__TASKS FOR THIS EXERCISE__:
[1] According to the article on Thérèse Coffey's appointment, whom did she replace as health and social care secretary?
[2] Pick up the article on Thérèse Coffey's appointment as health and social care secretary after its final sentence and carry it further.

Thérèse Coffey becomes England’s third health and social care secretary within two months, promising to bring an ‘ABCD’ focus to her new job by solving the problems of ambulances, backlogs, care, doctors and dentists.
She replaces Steve Barclay who was in post for just three months after succeeding previous incumbent Sajid Javid.
Coffey has been Secretary of State at the Department for Work and Pensions for the past three years, and previously was Minister of State at the Department for Environment, Food and Rural Affairs between July and September 2019 and Parliamentary Under Secretary of State at the Department for Environment, Food and Rural Affairs from July 2016 to July 2019.
Ms Coffey served as Deputy Leader of the House of Commons from May 2015 until July 2016 and served on the Culture, Media and Sport Committee until she was appointed Parliamentary Private Secretary to Michael Fallon, Minister for Business and Energy.
In an opening address to staff at the Department of Health and Social Care, Ms Coffey said that the government would “make sure that we are delivering for patients” and that her top priority was “how we can make best use of our departments and of course the NHS in order to achieve the best outcomes
Asked whether she is ready for strikes, she said: “I think we’ve got to be ready for patients and that’s my top priority, and how we can make best use of our department and of course the NHS in order to achieve the best outcomes for them”.

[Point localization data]

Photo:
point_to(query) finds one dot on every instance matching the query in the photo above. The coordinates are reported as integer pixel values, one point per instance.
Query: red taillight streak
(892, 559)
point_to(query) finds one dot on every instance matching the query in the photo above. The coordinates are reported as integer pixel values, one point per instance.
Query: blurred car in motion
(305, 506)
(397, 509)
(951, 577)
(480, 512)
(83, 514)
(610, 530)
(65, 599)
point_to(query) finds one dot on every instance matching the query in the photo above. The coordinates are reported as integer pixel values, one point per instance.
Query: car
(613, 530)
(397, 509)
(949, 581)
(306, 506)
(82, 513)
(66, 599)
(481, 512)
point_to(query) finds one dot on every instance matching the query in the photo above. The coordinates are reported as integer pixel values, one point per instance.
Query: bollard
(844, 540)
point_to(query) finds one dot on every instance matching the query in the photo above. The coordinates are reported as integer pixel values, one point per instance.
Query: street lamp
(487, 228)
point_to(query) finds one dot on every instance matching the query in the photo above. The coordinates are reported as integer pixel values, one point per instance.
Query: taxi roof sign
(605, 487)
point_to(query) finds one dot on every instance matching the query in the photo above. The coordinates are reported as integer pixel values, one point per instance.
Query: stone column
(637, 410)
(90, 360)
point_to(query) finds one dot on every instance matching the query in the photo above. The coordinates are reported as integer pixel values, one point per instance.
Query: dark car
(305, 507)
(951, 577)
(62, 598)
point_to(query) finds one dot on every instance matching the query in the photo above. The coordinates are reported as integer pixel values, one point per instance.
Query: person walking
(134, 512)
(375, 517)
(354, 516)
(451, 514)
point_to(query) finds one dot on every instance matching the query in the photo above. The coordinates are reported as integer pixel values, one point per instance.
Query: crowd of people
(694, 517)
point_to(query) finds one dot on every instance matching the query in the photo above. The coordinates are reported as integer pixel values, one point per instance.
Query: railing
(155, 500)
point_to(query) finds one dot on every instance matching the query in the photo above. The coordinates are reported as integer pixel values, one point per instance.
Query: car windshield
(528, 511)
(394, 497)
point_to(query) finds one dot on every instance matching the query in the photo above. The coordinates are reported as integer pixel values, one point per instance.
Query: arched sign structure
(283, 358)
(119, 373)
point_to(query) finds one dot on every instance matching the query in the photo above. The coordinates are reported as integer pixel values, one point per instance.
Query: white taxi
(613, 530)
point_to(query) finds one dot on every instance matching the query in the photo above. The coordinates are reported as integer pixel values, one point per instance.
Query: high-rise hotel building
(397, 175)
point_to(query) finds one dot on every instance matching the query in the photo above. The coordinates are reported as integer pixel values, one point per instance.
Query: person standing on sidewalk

__SOLVED TASKS__:
[1] Steve Barclay

[2]
And asked what her message is to potentially demoralised NHS staff, Ms Coffey she recognised “they’ve done excellent work” and repeated her priorities.
Responding to the appointment, Matthew Taylor, chief executive of the NHS Confederation, said:
“We congratulate Rt Hon Therese Coffey on her appointment as the new Secretary of State for health and social care. Having gone through four health secretaries over the last five years, health leaders will hope this will signal a period of stability in this office and a razor sharp focus on the challenges facing the NHS.
“Our new Prime Minister has set out the NHS as one of her top three priorities and so, alongside the coupling of the health secretary post with the deputy prime minister position, all eyes will be on whether we have a Government that finally delivers for the NHS and the communities it serves.
“This is crucial because our 23rd health secretary has inherited an NHS and social care system in a worst state than in living memory.
“GP appointments, cancer treatments, and diagnostic tests are all above pre-pandemic levels, and patients who had waited the longest for an elective procedure have now received one. However, demand for frontline care is through the roof, waiting time standards are deteriorating despite the heroic efforts of its staff, and winter seems set to be the busiest on record.
“These concerns are made significantly more worrying by the cost-of-living crisis and so, like the rest of the country we are eager to understand the detail of the Government’s promised intervention this week.
“Immediate support is needed for the NHS but with over 130,000 vacancies and a real-terms funding cut that could stretch to £9.4bn this year, there is no quick or easy way out of these deep-rooted problems.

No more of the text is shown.